# Work to complete:
#1 Answer these about the passage on Poopie the parrot:
(a) What was the nickname of the Volkswagen used to fetch the parrot?
(b) What species of parrot was Poopie?
(c) Where did the young man land a job?
#2 Please turn the paragraph of the passage on Poopie the parrot that begins "'Poopie' as he was named" into a short bulleted list that keeps its main facts.

# Provided passage:
※ ※ ※
I invited him to come and stay with us on Beaty Avenue for awhile, to see if he could pull his life together. A day or so after he came to stay at Beaty, he mentioned that he had worked at a pet shop, and, in fact had a parrot that was being looked after at the shop, but now needed to join him at Beaty. The next day we headed off in my Volkswagen, nicknamed Simba, to retrieve the parrot.
'Poopie' as he was named (in reference to the manner and frequency of his evacuations), was a Red Lorikeet, a splendid mid-sized parrot from Australia with very difficult and specific digestive requirements. Poopie came with a large round cage where he spent most of his days. Unfortunately, Poopie's owner wasn't seriously dedicated to the care necessary for someone keeping such a complex miracle of evolution. The lad was more interested in the downtown party scene, leaving Poopie in my care.
Once my charge had landed a job in a chic clothing boutique, we saw even less of him and I started to think of Poopie as my own. The Lorikeet was my first intimate exposure to a tropical bird: I was captivated by its intelligence and beauty. A few weeks later, we made the decision to ask the young man to leave Beaty because of lifestyle issues in conflict with our own and that of our roommates.
It was a sad parting — I lost both the boy and the bird. But the time with Poopie started a new chapter in my life. Ever since, birds have always been part of it.
※ ※ ※
# Source material:
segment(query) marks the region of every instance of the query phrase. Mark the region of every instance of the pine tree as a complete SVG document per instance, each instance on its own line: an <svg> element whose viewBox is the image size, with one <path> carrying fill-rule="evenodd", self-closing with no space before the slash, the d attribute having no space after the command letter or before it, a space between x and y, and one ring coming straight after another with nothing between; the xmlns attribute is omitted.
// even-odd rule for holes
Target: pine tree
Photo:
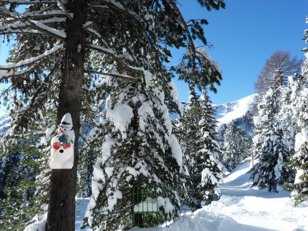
※ ※ ※
# Response list:
#1
(a) Simba
(b) A Red Lorikeet
(c) A chic clothing boutique

#2
- The parrot was named Poopie, after the manner and frequency of his evacuations.
- He was a Red Lorikeet, a splendid mid-sized parrot from Australia with very difficult and specific digestive requirements.
- He came with a large round cage, where he spent most of his days.
- His owner wasn't seriously dedicated to the care such a bird needed.
- The owner was more interested in the downtown party scene, leaving Poopie in the narrator's care.